(Boundary annotation rows)
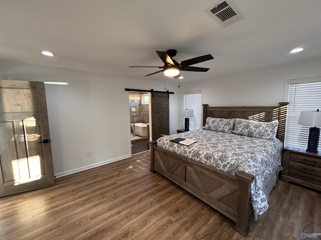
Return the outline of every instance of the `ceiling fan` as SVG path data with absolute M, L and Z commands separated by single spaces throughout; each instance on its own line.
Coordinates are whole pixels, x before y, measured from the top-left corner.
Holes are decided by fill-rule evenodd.
M 210 54 L 203 56 L 197 56 L 193 58 L 188 59 L 182 62 L 177 62 L 174 59 L 173 56 L 176 56 L 177 51 L 175 49 L 170 49 L 166 52 L 156 51 L 157 54 L 165 64 L 164 66 L 129 66 L 129 68 L 163 68 L 162 70 L 149 74 L 144 76 L 150 76 L 154 74 L 158 74 L 162 72 L 164 72 L 164 75 L 168 76 L 174 76 L 178 78 L 180 76 L 180 71 L 190 72 L 207 72 L 210 68 L 199 68 L 197 66 L 190 66 L 190 65 L 199 64 L 203 62 L 214 59 Z

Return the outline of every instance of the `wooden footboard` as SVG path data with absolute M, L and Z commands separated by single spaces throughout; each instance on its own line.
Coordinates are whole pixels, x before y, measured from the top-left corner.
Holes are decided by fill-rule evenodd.
M 246 236 L 249 231 L 250 188 L 253 175 L 233 176 L 150 143 L 150 172 L 155 171 L 235 222 Z

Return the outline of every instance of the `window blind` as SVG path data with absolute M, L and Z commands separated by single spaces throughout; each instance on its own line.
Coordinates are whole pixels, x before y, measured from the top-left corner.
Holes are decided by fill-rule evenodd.
M 289 80 L 284 145 L 307 148 L 310 126 L 297 124 L 301 111 L 321 110 L 321 77 Z M 321 141 L 319 140 L 321 142 Z M 320 150 L 320 148 L 318 148 Z
M 184 109 L 187 108 L 193 109 L 194 112 L 194 116 L 190 118 L 190 130 L 200 129 L 202 126 L 201 92 L 184 93 Z

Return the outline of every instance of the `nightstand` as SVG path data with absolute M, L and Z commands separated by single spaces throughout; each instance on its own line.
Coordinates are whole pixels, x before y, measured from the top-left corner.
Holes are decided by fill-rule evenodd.
M 321 191 L 321 154 L 298 148 L 289 146 L 283 150 L 281 180 Z
M 185 130 L 184 130 L 184 128 L 182 129 L 178 129 L 177 130 L 176 130 L 176 131 L 177 131 L 177 133 L 178 134 L 180 134 L 181 132 L 189 132 L 189 130 L 186 131 Z

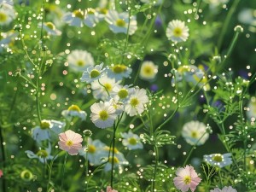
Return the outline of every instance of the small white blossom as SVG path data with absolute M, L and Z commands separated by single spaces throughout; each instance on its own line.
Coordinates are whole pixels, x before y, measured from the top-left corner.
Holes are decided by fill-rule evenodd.
M 90 106 L 90 119 L 96 127 L 104 129 L 113 125 L 116 110 L 109 102 L 96 102 Z
M 127 33 L 129 25 L 129 14 L 118 13 L 116 10 L 109 10 L 106 16 L 106 21 L 109 24 L 110 30 L 114 33 Z M 129 35 L 132 35 L 137 29 L 135 16 L 130 18 Z
M 166 36 L 169 40 L 174 43 L 186 41 L 189 38 L 189 27 L 184 21 L 173 20 L 168 23 Z

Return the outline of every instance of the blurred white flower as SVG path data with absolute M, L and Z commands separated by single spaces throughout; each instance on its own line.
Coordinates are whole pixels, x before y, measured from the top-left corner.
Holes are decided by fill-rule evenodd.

THE REQUEST:
Turn every row above into a JSON list of strings, one string per line, skipping blank lines. Leave the pictures out of the list.

WRITTEN REPLY:
[
  "Return the outline of every instance of the `ceiling fan` as SVG path data with absolute M, L and Z commands separated by single spaces throughout; each instance on its own line.",
  "Coordinates are whole pixels, x before y, measured from the top-left corner.",
  "Holes are decided by fill-rule evenodd.",
  "M 210 54 L 203 56 L 197 56 L 193 58 L 188 59 L 182 62 L 177 62 L 174 59 L 173 56 L 176 56 L 177 51 L 175 49 L 170 49 L 166 52 L 156 51 L 157 54 L 165 64 L 164 66 L 129 66 L 129 68 L 163 68 L 162 70 L 149 74 L 144 76 L 150 76 L 154 74 L 158 74 L 162 72 L 164 72 L 164 75 L 168 76 L 174 76 L 178 78 L 180 76 L 180 71 L 190 72 L 207 72 L 210 68 L 199 68 L 197 66 L 190 66 L 190 65 L 199 64 L 203 62 L 214 59 Z",
  "Return the outline of every instance of the `wooden footboard` as SVG path data with absolute M, L and Z commands separated by single spaces throughout; each instance on its own line.",
  "Coordinates are whole pixels, x before y, measured from the top-left corner.",
  "Holes are decided by fill-rule evenodd.",
  "M 246 236 L 249 231 L 250 188 L 253 175 L 233 176 L 150 143 L 150 172 L 155 171 L 235 222 Z",
  "Return the outline of every instance of the `window blind` as SVG path data with absolute M, L and Z commands separated by single spaces throughout; each instance on its own line.",
  "Coordinates are whole pixels, x before y, measured from the top-left corner.",
  "Holes are decided by fill-rule evenodd.",
  "M 289 80 L 284 145 L 307 148 L 310 126 L 297 124 L 301 111 L 321 110 L 321 77 Z M 321 141 L 319 140 L 321 142 Z M 320 150 L 320 148 L 318 148 Z",
  "M 184 109 L 187 108 L 193 109 L 194 112 L 194 116 L 190 118 L 190 130 L 200 129 L 202 126 L 201 92 L 184 93 Z",
  "Return the outline of every instance of the `nightstand` as SVG path data with absolute M, L and Z commands separated by single spaces throughout; each instance on its own line.",
  "Coordinates are whole pixels, x before y, measured from the top-left corner.",
  "Holes are decided by fill-rule evenodd.",
  "M 321 191 L 321 154 L 298 148 L 289 146 L 283 150 L 281 180 Z",
  "M 185 130 L 184 130 L 184 128 L 182 129 L 178 129 L 177 130 L 176 130 L 176 131 L 177 131 L 177 133 L 178 134 L 180 134 L 181 132 L 189 132 L 189 130 L 186 131 Z",
  "Return the outline of every instance of the small white blossom as SVG path data with absolute M, L and Z commands separated by single spaces throughout; each instance on its own line.",
  "Coordinates are whole pixels, x before y, measured from the top-left corner.",
  "Holes are decided by fill-rule evenodd.",
  "M 90 106 L 90 119 L 96 127 L 104 129 L 113 125 L 116 110 L 109 102 L 96 102 Z",
  "M 127 33 L 129 25 L 129 14 L 118 13 L 116 10 L 109 10 L 106 16 L 106 21 L 109 24 L 110 30 L 114 33 Z M 129 35 L 132 35 L 137 29 L 135 16 L 130 18 Z",
  "M 166 36 L 169 40 L 174 43 L 186 41 L 189 38 L 189 27 L 184 21 L 173 20 L 168 23 Z",
  "Return the outline of every instance of the blurred white flower as SVG path data with absolute M, L and Z commands separated by single spaces throughout; each instance on its own line.",
  "Coordinates are whole pixels, x before y, measured from the top-left corner.",
  "Holes are decided by fill-rule evenodd."
]